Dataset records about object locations

- - -

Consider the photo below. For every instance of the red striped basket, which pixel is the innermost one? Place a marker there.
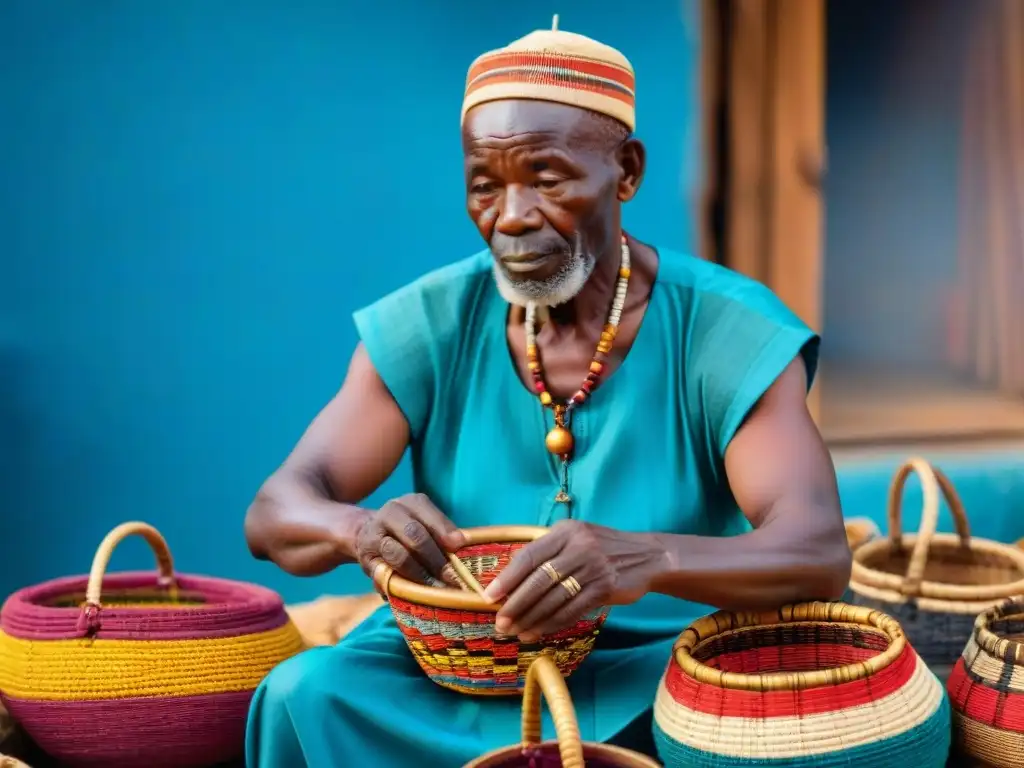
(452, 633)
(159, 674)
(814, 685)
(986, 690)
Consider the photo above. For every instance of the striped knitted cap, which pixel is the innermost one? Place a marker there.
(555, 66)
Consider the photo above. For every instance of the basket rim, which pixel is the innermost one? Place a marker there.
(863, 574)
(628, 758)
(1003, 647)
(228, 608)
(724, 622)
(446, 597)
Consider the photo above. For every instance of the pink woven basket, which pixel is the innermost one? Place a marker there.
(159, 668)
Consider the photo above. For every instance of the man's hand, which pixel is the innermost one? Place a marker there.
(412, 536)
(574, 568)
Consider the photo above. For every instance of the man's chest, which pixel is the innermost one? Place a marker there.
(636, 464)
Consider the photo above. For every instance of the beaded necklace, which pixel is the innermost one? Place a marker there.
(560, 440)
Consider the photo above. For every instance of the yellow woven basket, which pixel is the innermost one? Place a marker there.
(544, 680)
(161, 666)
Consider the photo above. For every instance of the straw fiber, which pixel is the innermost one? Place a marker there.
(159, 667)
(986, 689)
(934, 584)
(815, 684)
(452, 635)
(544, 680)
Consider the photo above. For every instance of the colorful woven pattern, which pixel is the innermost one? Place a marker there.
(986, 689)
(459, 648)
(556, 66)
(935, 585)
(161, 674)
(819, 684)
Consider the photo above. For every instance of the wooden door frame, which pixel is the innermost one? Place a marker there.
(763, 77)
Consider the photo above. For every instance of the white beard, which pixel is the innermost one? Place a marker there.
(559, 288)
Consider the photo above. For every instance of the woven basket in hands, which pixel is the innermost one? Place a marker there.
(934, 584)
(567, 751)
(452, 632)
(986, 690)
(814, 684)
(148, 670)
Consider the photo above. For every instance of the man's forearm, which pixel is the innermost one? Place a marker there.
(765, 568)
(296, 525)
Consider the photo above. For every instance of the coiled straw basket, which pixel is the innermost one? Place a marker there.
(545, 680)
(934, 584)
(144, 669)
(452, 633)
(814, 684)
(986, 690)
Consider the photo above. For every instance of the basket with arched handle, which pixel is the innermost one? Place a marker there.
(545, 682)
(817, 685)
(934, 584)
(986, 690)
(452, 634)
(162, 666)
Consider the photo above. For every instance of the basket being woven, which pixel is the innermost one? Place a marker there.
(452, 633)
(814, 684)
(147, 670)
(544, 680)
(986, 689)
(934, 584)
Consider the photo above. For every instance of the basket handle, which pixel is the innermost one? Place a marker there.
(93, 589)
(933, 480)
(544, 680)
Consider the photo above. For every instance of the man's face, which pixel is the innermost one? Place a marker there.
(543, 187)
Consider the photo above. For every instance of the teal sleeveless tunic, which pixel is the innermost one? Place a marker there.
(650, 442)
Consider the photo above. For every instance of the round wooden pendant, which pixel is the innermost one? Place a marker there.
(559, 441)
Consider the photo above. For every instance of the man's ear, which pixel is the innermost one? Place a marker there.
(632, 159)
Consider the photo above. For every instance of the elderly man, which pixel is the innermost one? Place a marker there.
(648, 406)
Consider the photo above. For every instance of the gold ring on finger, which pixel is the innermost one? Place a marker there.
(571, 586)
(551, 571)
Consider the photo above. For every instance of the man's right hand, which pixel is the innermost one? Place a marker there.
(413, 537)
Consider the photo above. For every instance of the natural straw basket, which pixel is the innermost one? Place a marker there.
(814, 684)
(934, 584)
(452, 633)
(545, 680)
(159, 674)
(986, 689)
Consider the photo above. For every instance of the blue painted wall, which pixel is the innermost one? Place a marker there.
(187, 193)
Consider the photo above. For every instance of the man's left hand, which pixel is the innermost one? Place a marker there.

- - -

Copy the listing over exactly, skipping the pictures it holds.

- Exercise response
Consider the photo below. For every instance of the red striped basket, which pixel is the innermost one? Place a marker there.
(452, 633)
(159, 674)
(814, 685)
(986, 690)
Consider the photo above. For every instance of the striped knitted cap, which pixel is the innermost one? Place a marker there.
(555, 66)
Consider the photo above. For every instance of the basket rim, which pixel is the innermost one? Place a marker there.
(863, 574)
(628, 758)
(1003, 647)
(228, 608)
(724, 622)
(446, 597)
Consider the photo above. For every instance of the pink woven basket, which pixel is the innermost one? Place a marker there.
(159, 668)
Consider the photo above. For every instance of the man's hand, which pixel is the innermost one? Place a marker there.
(412, 536)
(574, 568)
Consider the photo above. For every instance of the man's chest, which pixel is the innermost one? Place a marker there.
(636, 464)
Consider the photo above. For every instance of the beaded necklace, which pixel is the innermost one? Place a marker there.
(560, 440)
Consider the photo above. For every instance of the yellow woven basket, which pixel is the innermost one? Place a marker there.
(544, 680)
(161, 666)
Consider the photo above. For every instance of the straw fiber, which pixel is the innermost one? Place a marker there.
(159, 667)
(986, 689)
(934, 584)
(815, 684)
(452, 635)
(544, 680)
Consider the photo above. For every instance of the colorful woven pattern, which pixel is the innermost one? Place a marker there.
(986, 689)
(459, 648)
(556, 66)
(935, 585)
(161, 674)
(819, 684)
Consider the photo above. For every instance of the wooden door frame, which pixel is the innermost one? Place a marker there.
(763, 77)
Consider the photo above. For every instance of the white beard, which pixel is the innermost one? Place a marker there.
(559, 288)
Consider the photo above. For every instance of the woven basket in hands, which pixel is the innermost one? Place a marker there.
(934, 584)
(567, 751)
(452, 632)
(986, 690)
(814, 684)
(148, 670)
Consider the photo above. For every instance of the man's forearm, which pixel is the innermost one? Place a marker there.
(765, 568)
(296, 525)
Consider the photo above. For every instance of the coiled straw basket, which pixel is the innermost one? Place a marker there.
(545, 680)
(934, 584)
(144, 669)
(452, 633)
(814, 684)
(986, 690)
Consider the photo above. For every instance of the basket with arched handle, which pixel is the innermost one? Place a marker there.
(545, 682)
(817, 685)
(934, 584)
(986, 690)
(452, 634)
(162, 666)
Consider the photo above. For every instance of the basket being woven, which pixel is the innermost one? Place a marker there.
(452, 633)
(814, 684)
(147, 670)
(544, 680)
(986, 689)
(934, 584)
Consider the photo above. For every instance of the basket handle, which pixel is the innermost one? Place a marker there.
(93, 589)
(933, 480)
(544, 680)
Consider the photo above. For every instance of the man's face, which pixel is the innermost one? Place a marker there.
(543, 187)
Consider the photo above. For every instance of the teal sleeveless tunic, which pixel is the innermost one? Place a marker there.
(650, 442)
Consider the photo above. For every instance of the round wooden pendant, which pixel is the innermost one? Place a marker there.
(559, 441)
Consider the photo above. For every instance of the man's ear, which pixel is the innermost one? Place a marker there.
(632, 159)
Consider the photo above. For every instance of the elderly man, which pixel is the innermost one? Place a marker there.
(648, 406)
Consider the photo above. For every instance of the gold ring on finger, which pixel is the innermost one? Place a marker there.
(571, 586)
(551, 571)
Consider the photo above. For every instance of the man's right hand, which pixel is the innermost one? Place a marker there.
(413, 537)
Consider the photo above. For every instance of the natural straw basket, which pixel is the innermost one? Place a marker there.
(814, 684)
(934, 584)
(452, 633)
(545, 680)
(159, 674)
(986, 689)
Consider the photo above. For every instance of the blue painted wall, which pixel is the innermost one? Place a marker there.
(187, 193)
Consider the photo above. For every instance of the man's left hand, which pixel is the innermost one? Place a marker there.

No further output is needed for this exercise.